(YOUR INSTRUCTIONS)
Quote the entries below word for word, starting with the line that contains "of the crowd" and going on through the line that contains "point(915, 382)".

● ● ● ●

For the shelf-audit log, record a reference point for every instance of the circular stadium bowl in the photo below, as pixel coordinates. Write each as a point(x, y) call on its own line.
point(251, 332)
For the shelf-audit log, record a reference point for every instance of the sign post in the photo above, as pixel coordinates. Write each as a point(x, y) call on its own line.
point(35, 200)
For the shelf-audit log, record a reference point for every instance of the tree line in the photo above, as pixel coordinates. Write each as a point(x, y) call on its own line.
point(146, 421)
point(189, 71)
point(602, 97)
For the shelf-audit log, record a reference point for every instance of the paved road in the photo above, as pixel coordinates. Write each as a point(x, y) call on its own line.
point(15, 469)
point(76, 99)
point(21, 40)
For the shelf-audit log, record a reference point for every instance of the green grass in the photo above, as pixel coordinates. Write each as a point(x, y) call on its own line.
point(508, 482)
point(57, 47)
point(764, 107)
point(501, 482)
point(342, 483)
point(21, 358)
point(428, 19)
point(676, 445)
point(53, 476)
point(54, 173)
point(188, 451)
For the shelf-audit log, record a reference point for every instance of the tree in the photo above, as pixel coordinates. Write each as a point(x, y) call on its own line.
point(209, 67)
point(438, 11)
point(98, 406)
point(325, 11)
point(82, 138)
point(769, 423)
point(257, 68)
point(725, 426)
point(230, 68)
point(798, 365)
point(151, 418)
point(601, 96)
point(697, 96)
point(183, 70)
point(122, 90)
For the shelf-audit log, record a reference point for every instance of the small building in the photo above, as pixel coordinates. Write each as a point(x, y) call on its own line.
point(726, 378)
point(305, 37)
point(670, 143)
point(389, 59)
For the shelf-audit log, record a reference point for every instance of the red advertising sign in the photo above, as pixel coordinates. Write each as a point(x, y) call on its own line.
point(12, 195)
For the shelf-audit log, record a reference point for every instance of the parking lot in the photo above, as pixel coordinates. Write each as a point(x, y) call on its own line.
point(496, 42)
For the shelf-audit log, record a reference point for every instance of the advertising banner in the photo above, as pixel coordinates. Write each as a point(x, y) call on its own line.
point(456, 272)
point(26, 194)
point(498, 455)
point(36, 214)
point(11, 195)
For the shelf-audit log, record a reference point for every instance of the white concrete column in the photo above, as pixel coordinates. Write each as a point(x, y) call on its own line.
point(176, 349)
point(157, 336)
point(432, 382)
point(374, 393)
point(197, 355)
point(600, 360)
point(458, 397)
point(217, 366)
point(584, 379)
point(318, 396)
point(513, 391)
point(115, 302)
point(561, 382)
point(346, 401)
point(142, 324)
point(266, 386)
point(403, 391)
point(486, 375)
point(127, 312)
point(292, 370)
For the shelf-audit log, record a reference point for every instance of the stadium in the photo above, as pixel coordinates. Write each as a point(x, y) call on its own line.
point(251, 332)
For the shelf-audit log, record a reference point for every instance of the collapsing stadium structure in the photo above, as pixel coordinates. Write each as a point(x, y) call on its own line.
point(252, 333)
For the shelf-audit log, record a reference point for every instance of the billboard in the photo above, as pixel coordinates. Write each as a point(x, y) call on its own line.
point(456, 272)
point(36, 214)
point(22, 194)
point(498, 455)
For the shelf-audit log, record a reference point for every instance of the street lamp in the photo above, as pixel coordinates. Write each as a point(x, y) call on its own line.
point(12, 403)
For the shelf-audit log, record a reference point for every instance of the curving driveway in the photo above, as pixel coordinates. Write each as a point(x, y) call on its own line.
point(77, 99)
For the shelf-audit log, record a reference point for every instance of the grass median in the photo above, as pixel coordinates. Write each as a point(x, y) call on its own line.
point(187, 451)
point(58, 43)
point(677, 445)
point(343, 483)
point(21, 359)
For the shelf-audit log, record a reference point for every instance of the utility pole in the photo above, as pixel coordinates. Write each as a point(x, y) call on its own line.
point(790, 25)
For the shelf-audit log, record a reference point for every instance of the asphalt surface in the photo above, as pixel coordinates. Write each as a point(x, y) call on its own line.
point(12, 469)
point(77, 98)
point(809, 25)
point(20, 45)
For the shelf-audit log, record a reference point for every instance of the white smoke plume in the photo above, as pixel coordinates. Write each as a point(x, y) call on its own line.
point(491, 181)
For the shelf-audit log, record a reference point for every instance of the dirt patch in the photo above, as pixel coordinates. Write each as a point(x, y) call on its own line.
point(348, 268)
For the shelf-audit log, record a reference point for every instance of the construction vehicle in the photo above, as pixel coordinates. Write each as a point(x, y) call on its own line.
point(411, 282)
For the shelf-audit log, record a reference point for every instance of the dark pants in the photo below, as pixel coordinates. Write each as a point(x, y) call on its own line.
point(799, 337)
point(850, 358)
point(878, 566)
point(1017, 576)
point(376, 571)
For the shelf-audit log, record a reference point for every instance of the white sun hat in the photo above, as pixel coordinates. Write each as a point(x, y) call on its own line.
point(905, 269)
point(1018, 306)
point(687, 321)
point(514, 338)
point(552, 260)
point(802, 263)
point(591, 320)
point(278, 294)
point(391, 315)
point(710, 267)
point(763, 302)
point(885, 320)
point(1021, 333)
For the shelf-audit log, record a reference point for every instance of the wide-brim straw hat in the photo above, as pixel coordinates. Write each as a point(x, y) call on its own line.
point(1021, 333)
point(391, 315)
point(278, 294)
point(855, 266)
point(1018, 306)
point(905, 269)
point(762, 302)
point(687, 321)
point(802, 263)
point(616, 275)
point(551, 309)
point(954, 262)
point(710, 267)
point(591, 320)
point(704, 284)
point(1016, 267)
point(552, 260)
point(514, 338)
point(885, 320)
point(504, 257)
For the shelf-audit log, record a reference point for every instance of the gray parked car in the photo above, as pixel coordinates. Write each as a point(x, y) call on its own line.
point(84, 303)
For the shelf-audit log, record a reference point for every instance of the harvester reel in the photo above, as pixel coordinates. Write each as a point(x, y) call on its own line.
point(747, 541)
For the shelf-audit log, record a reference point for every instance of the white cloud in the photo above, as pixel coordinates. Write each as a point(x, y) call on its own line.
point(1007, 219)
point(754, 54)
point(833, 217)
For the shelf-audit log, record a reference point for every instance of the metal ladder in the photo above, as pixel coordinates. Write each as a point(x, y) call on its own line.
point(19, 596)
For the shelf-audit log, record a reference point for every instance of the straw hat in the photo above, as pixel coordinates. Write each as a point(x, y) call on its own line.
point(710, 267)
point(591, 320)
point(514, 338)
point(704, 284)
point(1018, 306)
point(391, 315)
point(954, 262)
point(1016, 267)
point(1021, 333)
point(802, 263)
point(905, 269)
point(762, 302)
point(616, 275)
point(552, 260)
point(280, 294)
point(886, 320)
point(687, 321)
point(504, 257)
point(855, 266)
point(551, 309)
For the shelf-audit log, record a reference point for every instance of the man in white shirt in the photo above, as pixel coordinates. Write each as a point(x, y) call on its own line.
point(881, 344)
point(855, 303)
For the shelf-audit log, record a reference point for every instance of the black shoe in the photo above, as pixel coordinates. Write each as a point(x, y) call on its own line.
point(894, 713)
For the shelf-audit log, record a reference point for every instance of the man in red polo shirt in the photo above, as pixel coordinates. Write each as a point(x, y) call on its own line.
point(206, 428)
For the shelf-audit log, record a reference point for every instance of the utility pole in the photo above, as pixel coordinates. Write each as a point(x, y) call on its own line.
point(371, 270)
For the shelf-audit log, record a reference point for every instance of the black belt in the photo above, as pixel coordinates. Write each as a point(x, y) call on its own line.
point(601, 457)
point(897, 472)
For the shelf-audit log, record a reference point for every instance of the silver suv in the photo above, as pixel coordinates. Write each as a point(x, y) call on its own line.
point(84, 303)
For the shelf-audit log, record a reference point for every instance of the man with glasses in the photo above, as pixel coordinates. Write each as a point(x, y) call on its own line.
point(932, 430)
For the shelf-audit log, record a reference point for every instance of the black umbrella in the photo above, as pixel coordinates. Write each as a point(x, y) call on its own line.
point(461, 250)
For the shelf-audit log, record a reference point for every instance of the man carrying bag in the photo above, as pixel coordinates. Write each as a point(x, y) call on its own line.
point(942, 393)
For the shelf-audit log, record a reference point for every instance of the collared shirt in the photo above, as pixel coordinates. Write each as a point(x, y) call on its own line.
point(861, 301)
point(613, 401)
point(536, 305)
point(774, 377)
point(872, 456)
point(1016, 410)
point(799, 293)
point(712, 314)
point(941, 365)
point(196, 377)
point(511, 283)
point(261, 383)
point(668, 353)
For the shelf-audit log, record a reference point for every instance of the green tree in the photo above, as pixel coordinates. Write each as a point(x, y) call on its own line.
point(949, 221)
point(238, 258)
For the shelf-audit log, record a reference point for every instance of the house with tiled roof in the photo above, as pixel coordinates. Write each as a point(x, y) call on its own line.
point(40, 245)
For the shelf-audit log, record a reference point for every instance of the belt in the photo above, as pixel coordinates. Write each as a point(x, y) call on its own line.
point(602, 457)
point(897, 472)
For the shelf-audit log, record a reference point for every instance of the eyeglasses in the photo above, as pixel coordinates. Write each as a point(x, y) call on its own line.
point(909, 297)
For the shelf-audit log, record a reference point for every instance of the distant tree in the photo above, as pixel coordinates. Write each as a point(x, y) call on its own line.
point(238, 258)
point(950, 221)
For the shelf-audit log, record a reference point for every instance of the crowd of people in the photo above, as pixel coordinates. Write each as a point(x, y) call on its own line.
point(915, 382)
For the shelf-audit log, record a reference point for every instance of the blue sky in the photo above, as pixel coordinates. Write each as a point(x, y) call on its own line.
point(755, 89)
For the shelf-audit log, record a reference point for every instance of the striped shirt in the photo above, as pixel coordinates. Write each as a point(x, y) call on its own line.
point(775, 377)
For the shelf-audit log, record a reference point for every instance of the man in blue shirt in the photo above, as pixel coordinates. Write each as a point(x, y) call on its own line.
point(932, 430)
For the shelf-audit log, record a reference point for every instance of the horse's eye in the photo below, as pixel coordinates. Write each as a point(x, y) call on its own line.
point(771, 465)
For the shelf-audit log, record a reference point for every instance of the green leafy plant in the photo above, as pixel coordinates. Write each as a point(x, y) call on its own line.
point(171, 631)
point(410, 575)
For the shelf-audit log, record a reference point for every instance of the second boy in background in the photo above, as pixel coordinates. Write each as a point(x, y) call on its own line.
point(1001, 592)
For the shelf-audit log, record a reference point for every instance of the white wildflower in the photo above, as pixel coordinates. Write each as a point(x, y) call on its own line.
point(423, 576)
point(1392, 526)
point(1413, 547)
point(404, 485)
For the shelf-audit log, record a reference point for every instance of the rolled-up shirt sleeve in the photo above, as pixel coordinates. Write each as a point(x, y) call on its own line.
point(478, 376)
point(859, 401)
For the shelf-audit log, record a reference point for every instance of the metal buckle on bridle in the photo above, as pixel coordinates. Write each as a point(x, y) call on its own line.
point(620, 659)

● ● ● ●

(THE COMPLETED TASK)
For the shelf-audit log, record a reference point for every instance of the crowd of people in the photo above, as pixel coordinates. Write each as a point(x, y) call on its own line.
point(915, 382)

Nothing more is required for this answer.